* _PAGE TEXT_:
Menu

Show posts

This section allows you to view all posts made by this member. Note that you can only see posts made in areas you currently have access to.

Show posts Menu

Messages - Kallex

#1
Quote from: Kallex on August 24, 2021, 11:15:50 PM
I can try to; we're on production environment so I can on earliest try it on weekend.

I guess that's not the "Stable Business Branch" release, can I easily roll back to the last stable one after checking that version out?

I'll report back regardless whether I could test it or not.

EDIT: Realized it's indeed a business release. I'll test it at latest on weekend and report back.

I got to test it now. My issue does not replicate anymore with this newest version, thank you :-).

So initially I had performance issues on routing VLAN <=> LAN through ax0 (10 GbE) on Deciso DEC 840. After this patch the issue is clearly gone.

I don't have any real performance numbers between VLANs, but the clear "laggy issue" is entirely gone now.
#2
I can try to; we're on production environment so I can on earliest try it on weekend.

I guess that's not the "Stable Business Branch" release, can I easily roll back to the last stable one after checking that version out?

I'll report back regardless whether I could test it or not.

EDIT: Realized it's indeed a business release. I'll test it at latest on weekend and report back.
#3
Ok, that was nice and clean to confirm.

(Segmentation labeling data)
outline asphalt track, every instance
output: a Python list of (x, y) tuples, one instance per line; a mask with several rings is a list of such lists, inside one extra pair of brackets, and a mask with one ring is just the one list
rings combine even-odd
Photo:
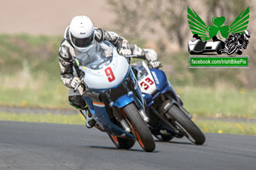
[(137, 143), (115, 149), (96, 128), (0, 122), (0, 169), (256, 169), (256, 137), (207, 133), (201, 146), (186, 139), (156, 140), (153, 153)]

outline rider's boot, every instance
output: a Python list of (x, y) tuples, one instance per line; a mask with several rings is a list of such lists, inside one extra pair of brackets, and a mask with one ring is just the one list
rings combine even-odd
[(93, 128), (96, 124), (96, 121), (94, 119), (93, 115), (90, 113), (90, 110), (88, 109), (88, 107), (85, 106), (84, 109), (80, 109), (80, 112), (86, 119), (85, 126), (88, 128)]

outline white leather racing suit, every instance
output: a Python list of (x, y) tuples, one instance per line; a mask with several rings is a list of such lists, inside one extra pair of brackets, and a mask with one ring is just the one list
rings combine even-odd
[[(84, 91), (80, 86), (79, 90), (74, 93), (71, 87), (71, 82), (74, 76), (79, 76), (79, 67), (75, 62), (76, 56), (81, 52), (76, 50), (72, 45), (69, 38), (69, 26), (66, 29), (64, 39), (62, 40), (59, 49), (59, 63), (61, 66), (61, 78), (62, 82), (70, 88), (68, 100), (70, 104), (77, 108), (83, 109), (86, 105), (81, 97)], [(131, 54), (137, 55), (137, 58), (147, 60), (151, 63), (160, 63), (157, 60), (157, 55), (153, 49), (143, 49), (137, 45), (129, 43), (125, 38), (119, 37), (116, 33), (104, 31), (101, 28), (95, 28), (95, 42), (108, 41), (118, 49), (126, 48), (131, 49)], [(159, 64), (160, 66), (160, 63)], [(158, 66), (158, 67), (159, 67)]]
==
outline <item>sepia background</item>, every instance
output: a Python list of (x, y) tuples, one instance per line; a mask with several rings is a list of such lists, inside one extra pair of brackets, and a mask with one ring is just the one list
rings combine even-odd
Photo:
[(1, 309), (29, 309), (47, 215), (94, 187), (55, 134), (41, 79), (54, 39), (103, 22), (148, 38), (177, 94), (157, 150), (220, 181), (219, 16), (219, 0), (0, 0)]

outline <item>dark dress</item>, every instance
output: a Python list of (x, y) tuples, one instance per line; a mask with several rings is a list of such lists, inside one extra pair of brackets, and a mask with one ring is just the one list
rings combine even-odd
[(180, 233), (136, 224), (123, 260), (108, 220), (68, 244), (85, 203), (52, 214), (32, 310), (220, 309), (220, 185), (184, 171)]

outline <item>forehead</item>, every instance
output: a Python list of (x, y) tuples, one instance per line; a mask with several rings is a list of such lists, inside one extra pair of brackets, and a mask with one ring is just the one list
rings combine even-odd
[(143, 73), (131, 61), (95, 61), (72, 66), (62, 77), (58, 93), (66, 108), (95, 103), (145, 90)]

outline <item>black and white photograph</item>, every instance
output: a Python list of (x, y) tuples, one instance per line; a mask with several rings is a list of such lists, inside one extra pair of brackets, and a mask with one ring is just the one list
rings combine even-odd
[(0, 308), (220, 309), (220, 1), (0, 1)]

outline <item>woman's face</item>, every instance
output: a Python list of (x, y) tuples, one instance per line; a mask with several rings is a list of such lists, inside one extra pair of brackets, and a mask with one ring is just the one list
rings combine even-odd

* _GOAL_: Rewrite the forum thread starting with "So initially I" and going on through "clean to confirm.", putting "Saturday" in place of "weekend".

* _COMPLETED EXERCISE_:
So initially I had performance issues on routing VLAN <=> LAN through ax0 (10 GbE) on Deciso DEC 840. After this patch the issue is clearly gone.

I don't have any real performance numbers between VLANs, but the clear "laggy issue" is entirely gone now.
#2
I can try to; we're on production environment so I can on earliest try it on Saturday.

I guess that's not the "Stable Business Branch" release, can I easily roll back to the last stable one after checking that version out?

I'll report back regardless whether I could test it or not.

EDIT: Realized it's indeed a business release. I'll test it at latest on Saturday and report back.
#3
Ok, that was nice and clean to confirm.